* _EXERCISE INSTRUCTIONS_: Show every line below that contains the word "pier", matching its case exactly.

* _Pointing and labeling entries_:
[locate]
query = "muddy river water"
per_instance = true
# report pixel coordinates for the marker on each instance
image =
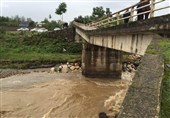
(59, 95)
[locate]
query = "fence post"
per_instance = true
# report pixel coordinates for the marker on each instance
(131, 14)
(117, 18)
(152, 8)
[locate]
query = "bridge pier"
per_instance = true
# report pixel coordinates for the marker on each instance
(101, 62)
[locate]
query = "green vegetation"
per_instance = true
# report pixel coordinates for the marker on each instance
(165, 99)
(24, 46)
(62, 8)
(14, 21)
(97, 13)
(162, 47)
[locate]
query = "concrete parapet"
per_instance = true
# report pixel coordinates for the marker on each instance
(143, 97)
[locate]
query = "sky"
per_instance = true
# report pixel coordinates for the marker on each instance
(37, 10)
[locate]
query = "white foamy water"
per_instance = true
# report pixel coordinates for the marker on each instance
(59, 95)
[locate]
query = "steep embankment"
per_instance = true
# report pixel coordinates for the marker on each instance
(31, 50)
(149, 94)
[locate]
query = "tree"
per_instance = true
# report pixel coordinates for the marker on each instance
(62, 8)
(98, 12)
(50, 16)
(108, 12)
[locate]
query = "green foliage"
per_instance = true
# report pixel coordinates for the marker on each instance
(13, 21)
(62, 8)
(165, 99)
(98, 12)
(2, 32)
(16, 46)
(51, 25)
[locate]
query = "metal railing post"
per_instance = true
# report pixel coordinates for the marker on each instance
(131, 14)
(152, 8)
(117, 18)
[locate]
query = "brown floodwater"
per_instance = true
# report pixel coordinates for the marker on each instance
(56, 95)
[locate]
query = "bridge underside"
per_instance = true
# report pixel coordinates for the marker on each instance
(101, 55)
(101, 62)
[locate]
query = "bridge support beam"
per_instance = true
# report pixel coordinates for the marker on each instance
(101, 62)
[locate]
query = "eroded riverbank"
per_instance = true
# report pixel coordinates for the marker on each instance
(48, 95)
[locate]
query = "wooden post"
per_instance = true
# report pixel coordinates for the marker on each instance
(152, 8)
(117, 18)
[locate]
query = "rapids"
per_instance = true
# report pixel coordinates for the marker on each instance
(59, 95)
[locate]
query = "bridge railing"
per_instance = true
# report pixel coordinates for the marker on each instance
(117, 17)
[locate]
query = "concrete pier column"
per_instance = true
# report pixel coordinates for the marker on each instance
(101, 62)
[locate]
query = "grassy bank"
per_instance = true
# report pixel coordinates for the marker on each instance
(165, 99)
(26, 47)
(162, 47)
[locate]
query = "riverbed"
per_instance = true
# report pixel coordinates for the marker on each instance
(41, 94)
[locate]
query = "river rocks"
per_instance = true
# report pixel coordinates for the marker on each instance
(114, 102)
(66, 68)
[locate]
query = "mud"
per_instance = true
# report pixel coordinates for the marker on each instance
(40, 94)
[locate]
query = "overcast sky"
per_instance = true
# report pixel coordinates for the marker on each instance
(40, 9)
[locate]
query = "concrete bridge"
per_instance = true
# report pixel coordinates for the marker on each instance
(104, 40)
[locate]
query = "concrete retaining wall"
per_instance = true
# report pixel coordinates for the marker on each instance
(143, 97)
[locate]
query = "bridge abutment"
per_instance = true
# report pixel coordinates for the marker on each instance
(101, 62)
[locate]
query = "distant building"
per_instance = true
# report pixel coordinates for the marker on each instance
(24, 24)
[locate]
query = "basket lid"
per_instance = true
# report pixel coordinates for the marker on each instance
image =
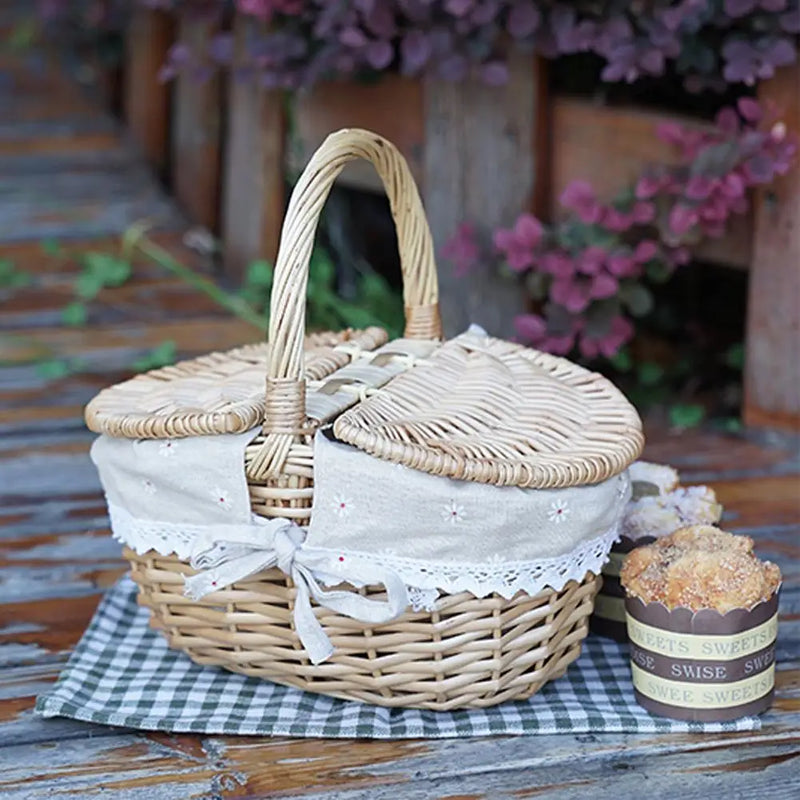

* _WRITTEN ANSWER_:
query = "bridge pier"
query = "concrete pier column"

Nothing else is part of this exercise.